Task goal:
Arrange all the lines below as a two-column CSV with the headers label_text and coordinates, giving one row for each line that names an object. Put that line's text in label_text and the coordinate pairs that follow it in coordinates, enclosing each field in double quotes and replacing line breaks with spaces.

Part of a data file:

- - -

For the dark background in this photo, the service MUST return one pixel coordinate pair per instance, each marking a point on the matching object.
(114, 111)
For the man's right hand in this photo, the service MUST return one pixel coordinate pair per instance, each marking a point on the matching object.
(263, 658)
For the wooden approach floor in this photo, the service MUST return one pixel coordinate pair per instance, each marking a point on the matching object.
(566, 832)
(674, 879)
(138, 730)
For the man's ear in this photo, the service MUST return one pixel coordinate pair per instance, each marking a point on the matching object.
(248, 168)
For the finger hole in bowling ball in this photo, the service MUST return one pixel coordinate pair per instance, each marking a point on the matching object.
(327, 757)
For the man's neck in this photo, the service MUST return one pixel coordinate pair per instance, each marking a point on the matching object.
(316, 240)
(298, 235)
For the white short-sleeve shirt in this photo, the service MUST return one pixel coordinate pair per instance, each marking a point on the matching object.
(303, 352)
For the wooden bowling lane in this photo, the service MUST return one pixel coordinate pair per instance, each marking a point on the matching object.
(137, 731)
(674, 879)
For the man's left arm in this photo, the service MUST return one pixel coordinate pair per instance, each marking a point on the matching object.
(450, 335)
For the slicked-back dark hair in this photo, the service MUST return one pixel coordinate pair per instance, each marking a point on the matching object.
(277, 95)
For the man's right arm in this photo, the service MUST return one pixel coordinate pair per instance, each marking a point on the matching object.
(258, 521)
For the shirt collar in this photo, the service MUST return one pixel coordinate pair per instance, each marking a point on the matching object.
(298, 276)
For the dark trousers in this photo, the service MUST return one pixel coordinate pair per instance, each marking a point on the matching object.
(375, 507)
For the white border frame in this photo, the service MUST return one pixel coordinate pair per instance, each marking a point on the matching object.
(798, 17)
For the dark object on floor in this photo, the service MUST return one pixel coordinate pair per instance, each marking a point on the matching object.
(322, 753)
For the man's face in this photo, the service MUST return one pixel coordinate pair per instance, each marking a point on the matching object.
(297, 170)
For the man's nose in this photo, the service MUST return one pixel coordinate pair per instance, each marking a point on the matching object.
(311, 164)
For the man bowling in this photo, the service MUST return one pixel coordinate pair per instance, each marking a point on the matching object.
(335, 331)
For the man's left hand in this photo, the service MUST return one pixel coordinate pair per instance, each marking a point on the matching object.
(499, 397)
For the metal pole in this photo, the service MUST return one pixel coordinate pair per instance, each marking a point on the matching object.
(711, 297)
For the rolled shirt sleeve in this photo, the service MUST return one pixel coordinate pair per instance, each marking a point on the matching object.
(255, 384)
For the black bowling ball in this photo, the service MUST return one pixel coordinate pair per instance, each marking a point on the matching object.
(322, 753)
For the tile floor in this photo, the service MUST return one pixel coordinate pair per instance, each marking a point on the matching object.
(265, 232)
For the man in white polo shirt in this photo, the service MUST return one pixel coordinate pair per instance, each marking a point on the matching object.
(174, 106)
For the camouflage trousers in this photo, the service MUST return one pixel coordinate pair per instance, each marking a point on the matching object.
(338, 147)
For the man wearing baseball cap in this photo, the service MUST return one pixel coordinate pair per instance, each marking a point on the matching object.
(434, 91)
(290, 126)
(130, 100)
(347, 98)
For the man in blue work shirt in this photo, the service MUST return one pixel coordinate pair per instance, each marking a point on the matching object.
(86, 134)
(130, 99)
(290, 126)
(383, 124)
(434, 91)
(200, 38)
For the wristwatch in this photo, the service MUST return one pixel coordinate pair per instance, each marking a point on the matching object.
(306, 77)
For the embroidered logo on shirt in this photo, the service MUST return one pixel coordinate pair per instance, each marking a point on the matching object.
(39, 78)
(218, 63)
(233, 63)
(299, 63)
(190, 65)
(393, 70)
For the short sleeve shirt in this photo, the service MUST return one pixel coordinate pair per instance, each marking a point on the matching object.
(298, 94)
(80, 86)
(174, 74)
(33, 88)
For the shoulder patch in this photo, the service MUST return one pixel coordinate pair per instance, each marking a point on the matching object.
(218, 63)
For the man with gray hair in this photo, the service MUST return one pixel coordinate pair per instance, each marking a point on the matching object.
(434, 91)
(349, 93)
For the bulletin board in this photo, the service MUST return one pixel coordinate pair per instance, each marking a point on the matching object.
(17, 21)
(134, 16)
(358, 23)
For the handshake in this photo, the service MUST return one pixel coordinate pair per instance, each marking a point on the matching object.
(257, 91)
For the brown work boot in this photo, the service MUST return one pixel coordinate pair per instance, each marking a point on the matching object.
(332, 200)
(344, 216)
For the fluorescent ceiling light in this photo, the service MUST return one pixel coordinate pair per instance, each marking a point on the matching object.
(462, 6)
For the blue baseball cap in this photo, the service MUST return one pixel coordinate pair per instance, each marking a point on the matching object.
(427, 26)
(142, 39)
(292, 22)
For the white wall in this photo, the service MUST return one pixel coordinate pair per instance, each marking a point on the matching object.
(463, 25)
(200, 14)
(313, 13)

- - -

Task solution:
label_text,coordinates
"For the dark background in this photo, the service MUST return one pixel coordinate pair per instance, each marking a point on the matching object.","(114, 111)"
"For the man's right hand in this photo, the service MUST return one pixel coordinate pair per instance, each marking a point on the matching object.","(263, 658)"
"For the wooden approach floor in this photo, the service MUST return one pixel coordinate pair per instance, each marking a point on the matching object.","(566, 832) (674, 879) (138, 730)"
"For the man's ear in this photo, the service MUST return one pixel coordinate pair per instance, each marking a point on the matching object.","(248, 168)"
"For the finger hole in bowling ball in this photo, the service MUST return one pixel coordinate pair per instance, each marking a point on the matching object.","(327, 757)"
"For the man's neck in this photo, the service MUST return one pixel coordinate pair per instance, each marking a point on the matching object.","(316, 240) (298, 235)"
"For the white short-sleeve shirt in this photo, the service MUST return one pixel coordinate pair per instance, each marking a point on the matching object.","(303, 352)"
"For the wooden bowling lane in this photo, the service MUST return one pixel coordinate pair per instance, each marking a point on the matching object.","(137, 731) (674, 879)"
"For the man's left arm in this photo, the service MUST return one pixel coordinate pair per instance, each marking a point on the matching object.","(450, 335)"
"For the slicked-back dark hair in this photo, the service MUST return one pixel coordinate pair per instance, each marking a point on the matching object.","(277, 95)"
"For the man's right arm in this photo, the service MUST return one pixel coordinate pair per instance, each marking a point on the matching object.","(258, 521)"
"For the shirt collar in this photo, the service MUST return one pixel coordinate pair per instance, each marking a point on the matching object.","(298, 276)"
"For the dark trousers in this photo, the service MUST return one pixel coordinate pair per instance, each marking a point on the matching object.","(375, 507)"
"For the white border frame in this photo, the service MUST return one pixel coordinate pair per instance, each marking a point on the matching object.","(798, 17)"
"For the dark object on floor in this photo, the service MUST return one pixel coordinate pair per instance, each marking a point on the matching object.","(322, 753)"
"For the man's face in this photo, the service MUST return one pixel coordinate pair per instance, each marking a point on the matching object.","(297, 170)"
"For the man's nose in this photo, the service MUST return one pixel coordinate pair per instance, each marking a point on the matching object.","(311, 164)"
"For the man bowling in this photo, the service MUST return one pixel coordinate pair per instance, each marking a point on the matching object.","(335, 331)"
"For the man's left hand in this photo, the service MUST return one pixel coordinate pair per instance, each marking a point on the matching object.","(499, 397)"
"For the metal pole in this photo, the service MUST return one pixel coordinate pair per instance, each marking a point on the matching object.","(711, 297)"
"For the rolled shirt sleeve in this photo, the service MUST return one pixel coordinate pair per instance, each marking a point on the matching object.","(255, 384)"
"For the black bowling ball in this photo, the service MUST return one pixel coordinate pair per instance, each marking a point on the matching object.","(322, 753)"
"For the tile floor in this photo, the service MUST return one pixel coordinate pair per instance, each marking a point on the matching object.","(265, 232)"
"For the man in white polo shirt in this photo, the service MUST return one pixel coordinate pair per instance, each marking a point on the matching object.","(174, 106)"
"For the camouflage trousers in this photo, the service MUST return one pixel coordinate pair per instance, each marking a point on the matching object.","(338, 147)"
"For the man wearing baseball cap in this photo, the service MUST return one pixel coordinate pair per instance, each marking a point on the matching object.","(434, 91) (290, 126) (130, 100) (347, 98)"
"For the man in blue work shirt in this photo, the service MUST return one pixel coordinate pair per instance, each marking a point on the matching object.","(86, 134) (130, 99) (290, 126) (383, 124) (434, 91) (200, 38)"
"For the wristwatch in this photo, the service MUST return one pixel coordinate pair per instance, each marking a point on the matching object.","(306, 77)"
"For the embroidered logo on shirt in this photo, the service MUST return one pixel coordinate pair per instance, each marking a point on the matching object.","(39, 78) (218, 63) (233, 63) (299, 63) (190, 65) (393, 70)"
"For the short sleeve shirt in this photo, the service MUST return one pixel coordinate pair per instance, each marking a point on the matching object.","(298, 94) (80, 86) (174, 74) (33, 88)"
"For the shoulder patch in this photo, the service MUST return one pixel coordinate pair per instance, each marking a point on the matching object.","(218, 63)"
"For the man with gray hair in this photo, the service MUST return one pixel coordinate pair per instance, each marking a point on the matching object.","(434, 91) (349, 93)"
"For the bulletin board in this photo, the service MUST return one pixel coordinate pair per instance, each marking a point on the matching object.","(17, 21) (134, 16) (358, 23)"
"For the handshake in this photo, the service MUST return one pixel coordinate pair per instance, each marking a point on the matching object.","(257, 91)"
"For the brown work boot in this photo, the service MUST return one pixel coordinate pair per instance, each marking a point on the matching object.","(332, 200) (344, 216)"
"For the fluorescent ceiling light in this photo, the service MUST return one pixel coordinate pair per instance, each marking a point on the matching object.","(462, 6)"
"For the blue baseball cap in this photo, the service MUST return one pixel coordinate pair per instance, each marking a point on the matching object.","(427, 26) (142, 39) (292, 22)"
"For the white wall in this photo, the service MUST return one pixel coordinate pair per instance, each marking a point on the matching object.","(463, 25) (200, 14) (313, 13)"